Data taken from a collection

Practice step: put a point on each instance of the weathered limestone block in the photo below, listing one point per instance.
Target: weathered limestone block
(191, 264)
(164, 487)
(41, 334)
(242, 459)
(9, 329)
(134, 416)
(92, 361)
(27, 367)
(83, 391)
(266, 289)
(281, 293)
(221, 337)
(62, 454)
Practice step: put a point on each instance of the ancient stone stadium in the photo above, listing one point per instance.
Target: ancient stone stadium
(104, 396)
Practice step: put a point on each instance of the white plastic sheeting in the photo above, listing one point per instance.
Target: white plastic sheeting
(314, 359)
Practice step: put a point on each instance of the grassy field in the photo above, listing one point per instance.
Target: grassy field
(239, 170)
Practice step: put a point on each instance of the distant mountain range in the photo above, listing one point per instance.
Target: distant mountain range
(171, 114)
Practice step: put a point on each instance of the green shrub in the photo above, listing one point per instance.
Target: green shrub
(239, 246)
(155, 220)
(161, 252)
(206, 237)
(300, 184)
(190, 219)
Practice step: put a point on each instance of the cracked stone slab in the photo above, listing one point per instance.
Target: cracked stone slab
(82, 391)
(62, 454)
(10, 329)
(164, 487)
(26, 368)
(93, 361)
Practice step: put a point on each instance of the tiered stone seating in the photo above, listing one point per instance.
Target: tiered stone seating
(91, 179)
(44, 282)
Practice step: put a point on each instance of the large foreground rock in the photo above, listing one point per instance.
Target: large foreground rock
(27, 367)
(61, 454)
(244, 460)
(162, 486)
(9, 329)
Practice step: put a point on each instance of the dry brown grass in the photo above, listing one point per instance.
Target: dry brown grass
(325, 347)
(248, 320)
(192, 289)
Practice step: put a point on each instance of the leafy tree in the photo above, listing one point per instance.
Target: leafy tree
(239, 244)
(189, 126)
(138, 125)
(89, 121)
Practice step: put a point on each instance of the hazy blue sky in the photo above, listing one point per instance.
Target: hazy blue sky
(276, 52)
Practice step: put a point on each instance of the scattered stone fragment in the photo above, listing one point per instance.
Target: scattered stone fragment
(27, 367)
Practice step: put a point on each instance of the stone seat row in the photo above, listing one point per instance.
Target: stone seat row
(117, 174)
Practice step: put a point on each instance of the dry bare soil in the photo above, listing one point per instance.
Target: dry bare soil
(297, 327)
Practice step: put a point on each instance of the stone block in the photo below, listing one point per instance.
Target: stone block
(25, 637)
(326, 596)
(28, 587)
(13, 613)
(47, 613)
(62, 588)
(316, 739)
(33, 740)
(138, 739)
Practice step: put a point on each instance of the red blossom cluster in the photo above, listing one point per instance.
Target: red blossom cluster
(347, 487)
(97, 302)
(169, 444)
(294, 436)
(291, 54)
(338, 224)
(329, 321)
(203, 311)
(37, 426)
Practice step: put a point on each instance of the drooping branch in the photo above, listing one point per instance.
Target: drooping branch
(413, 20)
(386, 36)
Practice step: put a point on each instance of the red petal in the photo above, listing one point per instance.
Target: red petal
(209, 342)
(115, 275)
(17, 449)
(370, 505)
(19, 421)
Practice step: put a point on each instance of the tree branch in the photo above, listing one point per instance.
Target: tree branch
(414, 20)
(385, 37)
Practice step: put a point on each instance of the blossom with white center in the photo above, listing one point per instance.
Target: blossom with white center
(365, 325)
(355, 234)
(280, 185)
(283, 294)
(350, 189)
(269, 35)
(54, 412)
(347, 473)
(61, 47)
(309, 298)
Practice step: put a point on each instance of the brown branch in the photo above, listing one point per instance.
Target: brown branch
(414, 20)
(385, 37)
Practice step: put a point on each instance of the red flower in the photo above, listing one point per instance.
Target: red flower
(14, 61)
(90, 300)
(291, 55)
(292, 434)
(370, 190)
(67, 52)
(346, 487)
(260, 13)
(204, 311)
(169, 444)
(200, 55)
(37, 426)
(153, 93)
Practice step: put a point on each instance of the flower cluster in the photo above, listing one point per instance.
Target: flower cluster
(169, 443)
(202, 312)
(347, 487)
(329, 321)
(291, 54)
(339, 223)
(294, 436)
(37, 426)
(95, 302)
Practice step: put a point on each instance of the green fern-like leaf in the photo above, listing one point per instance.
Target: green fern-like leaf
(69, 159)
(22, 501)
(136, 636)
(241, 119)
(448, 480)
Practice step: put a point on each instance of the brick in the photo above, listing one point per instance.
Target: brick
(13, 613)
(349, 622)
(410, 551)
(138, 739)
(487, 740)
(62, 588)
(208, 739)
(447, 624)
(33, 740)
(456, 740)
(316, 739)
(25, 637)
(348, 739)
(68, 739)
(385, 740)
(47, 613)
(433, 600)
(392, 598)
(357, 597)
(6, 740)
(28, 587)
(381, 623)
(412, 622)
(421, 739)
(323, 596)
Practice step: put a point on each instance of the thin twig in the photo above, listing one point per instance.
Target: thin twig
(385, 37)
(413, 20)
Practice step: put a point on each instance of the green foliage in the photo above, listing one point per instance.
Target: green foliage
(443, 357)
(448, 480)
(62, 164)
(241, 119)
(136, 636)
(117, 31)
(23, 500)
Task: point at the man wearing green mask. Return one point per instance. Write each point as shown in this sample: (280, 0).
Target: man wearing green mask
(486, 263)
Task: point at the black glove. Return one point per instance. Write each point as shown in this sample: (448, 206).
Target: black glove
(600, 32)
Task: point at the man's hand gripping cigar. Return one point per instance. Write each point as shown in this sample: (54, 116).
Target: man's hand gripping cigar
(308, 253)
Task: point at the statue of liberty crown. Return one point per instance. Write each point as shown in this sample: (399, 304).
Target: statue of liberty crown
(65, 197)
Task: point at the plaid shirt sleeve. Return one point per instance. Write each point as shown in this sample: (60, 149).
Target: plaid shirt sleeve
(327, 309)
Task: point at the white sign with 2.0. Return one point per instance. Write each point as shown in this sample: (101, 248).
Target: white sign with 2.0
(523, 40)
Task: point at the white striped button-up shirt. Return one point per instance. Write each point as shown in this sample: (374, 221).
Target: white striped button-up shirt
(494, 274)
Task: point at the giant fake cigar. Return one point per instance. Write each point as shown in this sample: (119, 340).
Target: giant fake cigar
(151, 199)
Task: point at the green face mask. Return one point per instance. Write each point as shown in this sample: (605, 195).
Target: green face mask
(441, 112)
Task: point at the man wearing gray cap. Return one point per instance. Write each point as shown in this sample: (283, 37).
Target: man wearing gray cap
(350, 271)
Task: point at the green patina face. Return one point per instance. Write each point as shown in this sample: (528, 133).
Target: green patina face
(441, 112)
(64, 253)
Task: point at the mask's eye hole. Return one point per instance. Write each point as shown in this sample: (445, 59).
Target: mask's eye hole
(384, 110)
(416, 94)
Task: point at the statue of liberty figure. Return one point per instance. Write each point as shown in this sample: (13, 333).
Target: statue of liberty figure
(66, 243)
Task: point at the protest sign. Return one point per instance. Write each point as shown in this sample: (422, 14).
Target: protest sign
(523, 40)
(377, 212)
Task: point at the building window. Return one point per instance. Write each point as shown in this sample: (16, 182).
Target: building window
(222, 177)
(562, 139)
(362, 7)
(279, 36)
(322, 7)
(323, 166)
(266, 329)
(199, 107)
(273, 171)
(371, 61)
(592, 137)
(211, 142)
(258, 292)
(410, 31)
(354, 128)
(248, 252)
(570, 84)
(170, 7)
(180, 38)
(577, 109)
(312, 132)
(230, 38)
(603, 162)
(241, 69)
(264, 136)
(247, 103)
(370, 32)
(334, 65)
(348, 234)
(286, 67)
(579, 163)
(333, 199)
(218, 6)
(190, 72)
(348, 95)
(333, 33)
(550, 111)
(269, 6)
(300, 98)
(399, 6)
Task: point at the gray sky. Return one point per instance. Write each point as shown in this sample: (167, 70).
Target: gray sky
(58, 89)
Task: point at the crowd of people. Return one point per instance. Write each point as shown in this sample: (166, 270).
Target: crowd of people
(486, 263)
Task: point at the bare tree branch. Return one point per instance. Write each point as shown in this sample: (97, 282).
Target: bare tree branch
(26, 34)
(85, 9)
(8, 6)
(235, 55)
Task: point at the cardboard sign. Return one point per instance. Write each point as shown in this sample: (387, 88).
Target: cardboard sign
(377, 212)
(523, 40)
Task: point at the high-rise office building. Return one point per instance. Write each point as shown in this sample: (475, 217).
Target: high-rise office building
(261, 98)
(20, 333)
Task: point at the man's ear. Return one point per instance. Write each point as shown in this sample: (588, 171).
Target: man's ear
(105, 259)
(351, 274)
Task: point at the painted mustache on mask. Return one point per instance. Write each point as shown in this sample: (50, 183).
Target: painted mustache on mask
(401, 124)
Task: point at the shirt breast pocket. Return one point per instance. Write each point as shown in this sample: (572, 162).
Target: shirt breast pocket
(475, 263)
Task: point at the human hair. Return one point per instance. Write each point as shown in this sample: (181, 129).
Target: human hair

### Stated goal
Reproduce without any changes the stretch of lines from the one containing "Task: point at the painted" through the final line.

### Response to this task
Task: point at the painted mustache on mask. Return one point per instance. Write each point as shown in this sample: (50, 183).
Target: painted mustache on mask
(401, 124)
Task: point at the shirt breast pocket. Return one point per instance. Write each point as shown in this sample: (572, 162).
Target: shirt breast pocket
(475, 263)
Task: point at the human hair. Return one point per instance. Write each point as shown in this sample: (181, 129).
Target: human hair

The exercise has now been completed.